CONSEGNA ::
Rispondi per favore a queste domande sull'estratto sul digitale nell'infanzia:
1. Di quale percentuale diminuisce l'interesse in classe nei bambini esposti a schermi non interattivi prima dei 2 anni?
2. Quali terapie di sostegno vengono elencate nella parte sull'aspetto educativo?
3. Che cosa non dovrà fare l'educatore con la tecnologia, secondo le conclusioni?

ESTRATTO DELLA PAGINA ::
|---|

Aspetto psicologico/patologico
Il digitale è entrato nella quotidianità delle famiglie e per questo già nella prima infanzia i contatti con gli schermi sono frequenti. Molti studi hanno dimostrato che gli schermi non interattivi, quelli nei quali il bambino risulta passivo, possono produrre effetti negativi come ritardo nel linguaggio, deficit di attenzione e concentrazione e nei casi più estremi sviluppare nel tempo una certa passività nei confronti della vita in generale. Le ricerche dimostrano che l’esposizione a schermi non interattivi di bambini con età inferiore ai 2 anni porterà conseguenze che si ripercuoteranno oltre i 10 anni; inoltre si registra una diminuzione del 7% dell’interesse in classe e del 6% sulle abilità matematiche. Inoltre il virtuale espone, non solo il bambino ma anche il ragazzo e l’adulto, a mettere alla prova la sua identità. Quest’ultima è “un’invariabile” propria ad ognuno di noi e si forma unendo ciò che noi siamo realmente con ciò che noi creiamo per essere riconosciuti. Lo schermo taglia questa unione inserendo numerosi stimoli a creare altre identità: l’identità si moltiplica. Nel momento in cui le identità sfuggono al soggetto, cioè non rendono chiara la separazione tra ciò che è reale e ciò che non lo è, si presenta la patologia.
Aspetto educativo
L’uso della tecnologia può rivelarsi come un oggetto di esplorazione e apprendimento per il bambino. Infatti per il suo sviluppo senso-motorio, cognitivo e relazionale lo schermo, come quello del tablet, può accompagnare l’azione educativa. Inoltre questi possono costituire un utile strumento in numerose terapie di sostegno: ortofonia, ergoterapia, psicoterapia. Nel campo delle psicoterapie, per esempio, costituisco delle inedite mediazioni particolarmente ricche, specialmente nel campo dei disturbi fobici. Gli avatar, per esempio, vengono similmente utilizzati come supporto e specchio della costruzione di sé, ma anche per aiutare il bambino nel darsi una rappresentazione dei propri conflitti interiori, e, con l’aiuto dello psicoterapeuta, nel trovarvi delle soluzioni. L’avvento di queste nuove tecnologie costringe la pedagogia a compiere una rivoluzione culturale al fine di agevolare l’attivazione di diverse strategie di motivazione, per rinforzare gli stili di apprendimento, stimolare le diverse forme di intelligenza e sollecitare la curiosità infantile.
Conclusioni
L’educatore quindi è chiamato a rispondere ad una nuova sfida educativa, quella di orientare il bambino a utilizzare la tecnologia come mezzo per sviluppare al meglio le sue capacità senza mai permettere a quest’ultima di dissolvere i suoi contatti con l’ambiente, gli altri e sé stesso. L’educatore per far questo non dovrà demonizzare la tecnologia, al contrario sarà portatore di una verità: il multimediale fa parte di quest’epoca e per questo se vogliamo essere un educatore riflessivo oltre il 2.0 dobbiamo riconoscere la risorsa al fine di responsabilizzare ad uso cosciente dello schermo anche nell’infanzia.

|---|

Righe da una raccolta di dati ::
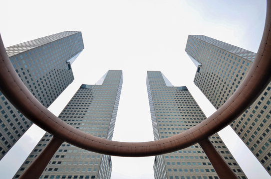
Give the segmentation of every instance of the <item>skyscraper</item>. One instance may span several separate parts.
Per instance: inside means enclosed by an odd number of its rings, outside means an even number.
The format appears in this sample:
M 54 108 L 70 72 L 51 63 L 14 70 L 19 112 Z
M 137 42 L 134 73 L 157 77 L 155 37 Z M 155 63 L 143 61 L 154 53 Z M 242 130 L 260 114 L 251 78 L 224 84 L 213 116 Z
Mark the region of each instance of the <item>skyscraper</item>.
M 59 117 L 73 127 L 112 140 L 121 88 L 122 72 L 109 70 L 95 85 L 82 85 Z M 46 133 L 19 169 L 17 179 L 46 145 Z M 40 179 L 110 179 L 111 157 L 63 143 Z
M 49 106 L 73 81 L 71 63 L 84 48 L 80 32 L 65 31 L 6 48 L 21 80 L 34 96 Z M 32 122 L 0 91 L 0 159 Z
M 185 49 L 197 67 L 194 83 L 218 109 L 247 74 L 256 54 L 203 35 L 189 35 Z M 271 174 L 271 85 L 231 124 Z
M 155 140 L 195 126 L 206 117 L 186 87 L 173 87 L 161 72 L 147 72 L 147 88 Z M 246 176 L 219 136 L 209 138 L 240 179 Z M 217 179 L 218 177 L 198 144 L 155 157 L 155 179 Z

|---|

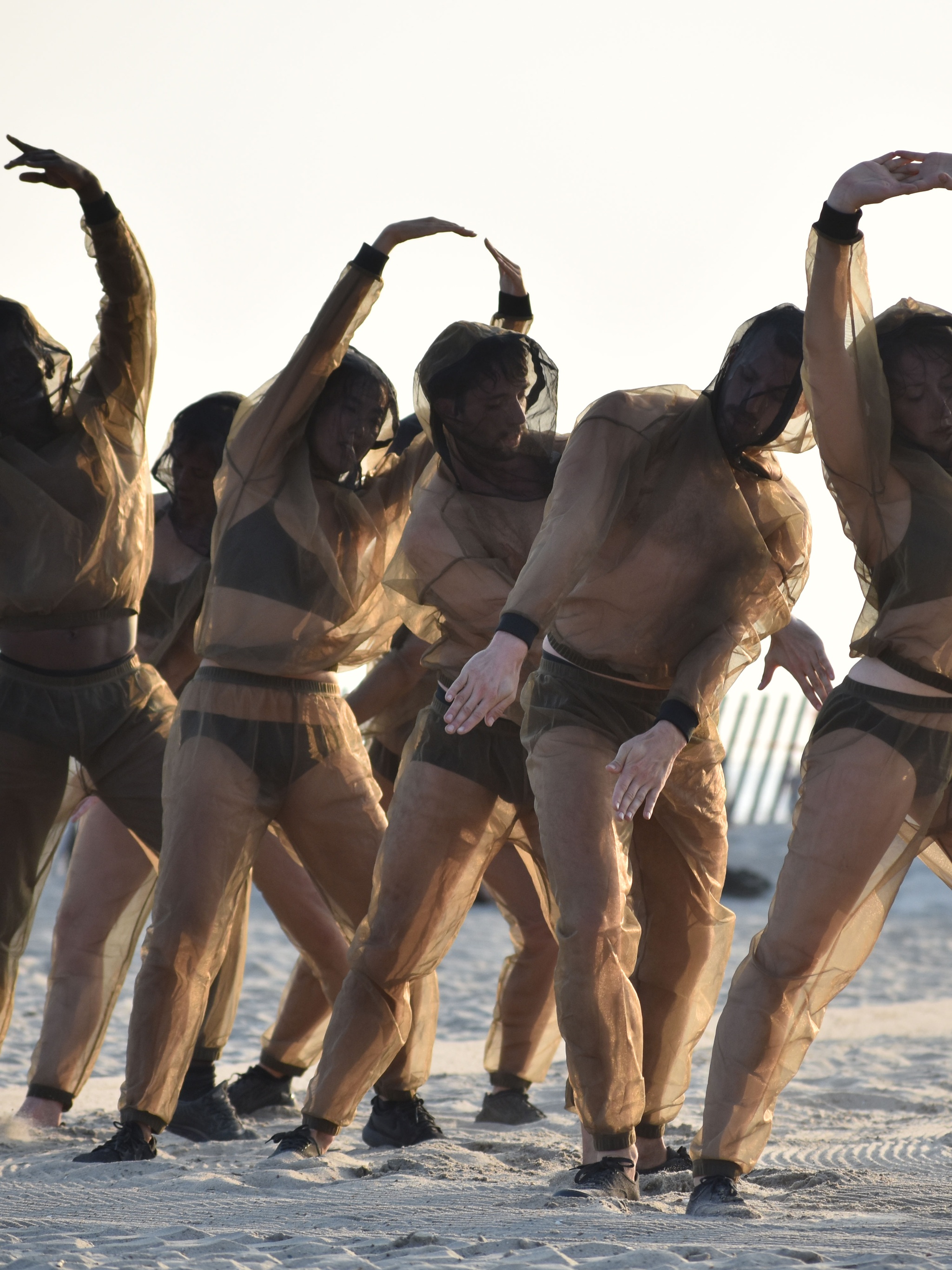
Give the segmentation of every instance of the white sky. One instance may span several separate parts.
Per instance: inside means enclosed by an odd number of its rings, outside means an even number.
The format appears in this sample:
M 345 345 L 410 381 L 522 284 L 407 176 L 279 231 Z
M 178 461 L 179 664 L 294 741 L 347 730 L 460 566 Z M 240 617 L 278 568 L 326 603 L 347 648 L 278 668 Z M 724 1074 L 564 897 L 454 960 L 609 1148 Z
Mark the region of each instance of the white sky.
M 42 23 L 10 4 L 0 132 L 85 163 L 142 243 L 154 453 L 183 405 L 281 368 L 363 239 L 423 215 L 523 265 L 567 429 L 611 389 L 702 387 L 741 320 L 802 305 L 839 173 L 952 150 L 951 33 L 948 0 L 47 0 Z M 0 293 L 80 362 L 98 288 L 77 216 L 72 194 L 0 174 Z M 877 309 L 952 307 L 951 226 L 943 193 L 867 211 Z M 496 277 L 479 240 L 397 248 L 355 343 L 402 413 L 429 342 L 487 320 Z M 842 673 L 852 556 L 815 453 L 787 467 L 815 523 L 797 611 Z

|---|

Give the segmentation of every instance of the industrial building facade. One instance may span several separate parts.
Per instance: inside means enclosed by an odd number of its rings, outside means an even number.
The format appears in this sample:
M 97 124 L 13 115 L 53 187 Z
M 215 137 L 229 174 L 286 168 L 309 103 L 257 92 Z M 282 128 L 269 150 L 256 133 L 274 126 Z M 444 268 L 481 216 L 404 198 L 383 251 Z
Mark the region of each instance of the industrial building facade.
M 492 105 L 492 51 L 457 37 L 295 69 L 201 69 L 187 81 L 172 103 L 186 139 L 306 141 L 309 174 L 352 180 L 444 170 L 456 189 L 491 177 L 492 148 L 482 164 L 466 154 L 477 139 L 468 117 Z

|---|

SOLUZIONE ::
1. Del 7%.
2. Ortofonia, ergoterapia e psicoterapia.
3. Non dovrà demonizzarla.